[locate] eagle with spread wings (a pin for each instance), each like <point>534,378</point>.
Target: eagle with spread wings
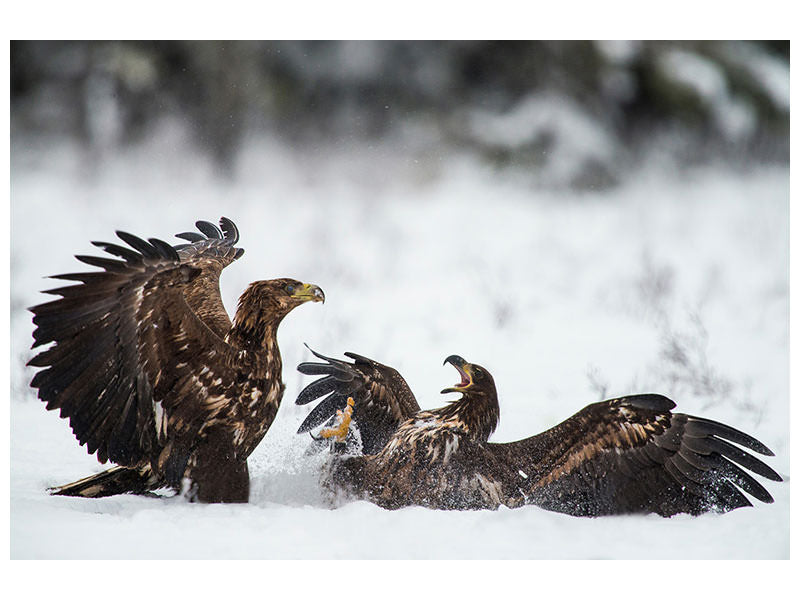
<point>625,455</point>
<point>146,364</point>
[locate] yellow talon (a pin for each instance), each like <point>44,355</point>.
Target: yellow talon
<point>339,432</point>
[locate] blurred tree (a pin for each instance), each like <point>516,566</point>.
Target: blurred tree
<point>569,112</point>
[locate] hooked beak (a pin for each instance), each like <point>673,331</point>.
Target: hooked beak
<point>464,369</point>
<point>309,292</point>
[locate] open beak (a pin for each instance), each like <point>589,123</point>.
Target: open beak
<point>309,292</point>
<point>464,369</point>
# # # #
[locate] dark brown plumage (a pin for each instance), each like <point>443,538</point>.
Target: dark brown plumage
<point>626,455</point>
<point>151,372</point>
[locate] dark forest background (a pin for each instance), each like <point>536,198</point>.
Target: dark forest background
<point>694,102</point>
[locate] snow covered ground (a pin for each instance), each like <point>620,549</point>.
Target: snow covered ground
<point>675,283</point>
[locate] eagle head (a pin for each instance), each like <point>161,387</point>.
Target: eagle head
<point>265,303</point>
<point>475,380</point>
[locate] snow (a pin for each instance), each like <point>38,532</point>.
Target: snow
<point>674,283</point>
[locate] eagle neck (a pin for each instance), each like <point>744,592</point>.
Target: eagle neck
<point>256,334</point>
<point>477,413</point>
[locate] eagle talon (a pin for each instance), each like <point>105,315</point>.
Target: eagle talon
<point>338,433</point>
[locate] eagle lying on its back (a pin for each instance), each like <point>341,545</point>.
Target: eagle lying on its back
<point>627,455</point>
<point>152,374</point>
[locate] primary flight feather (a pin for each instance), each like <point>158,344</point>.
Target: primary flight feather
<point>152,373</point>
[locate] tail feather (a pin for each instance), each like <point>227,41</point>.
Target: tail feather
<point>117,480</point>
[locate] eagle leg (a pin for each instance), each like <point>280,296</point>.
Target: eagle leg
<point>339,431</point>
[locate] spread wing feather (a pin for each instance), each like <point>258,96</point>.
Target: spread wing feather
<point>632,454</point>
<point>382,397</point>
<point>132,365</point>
# # # #
#### [Problem statement]
Reproduce exactly the lines above from the line with "[locate] snow (a" to the line with "[locate] eagle leg", including both, and add nothing.

#### [Task result]
[locate] snow (a pin for each instance), each like <point>38,532</point>.
Target: snow
<point>674,283</point>
[locate] eagle neck (a pin for each instance), each like <point>744,592</point>.
Target: eagle neck
<point>256,334</point>
<point>477,413</point>
[locate] eagle talon (a pin for each instance), each like <point>105,315</point>.
Target: eagle talon
<point>338,433</point>
[locate] eagle lying on its back (a pin for each instance), each like <point>341,545</point>.
Target: eagle lying on its back
<point>627,455</point>
<point>152,374</point>
[locate] primary flight feather (a pin for each instance), each like <point>158,344</point>.
Target: primary flight feather
<point>152,373</point>
[locate] tail feather (a pin for each instance), each like <point>227,41</point>.
Target: tail feather
<point>117,480</point>
[locate] eagle leg (a pin for each instance), each like <point>280,296</point>.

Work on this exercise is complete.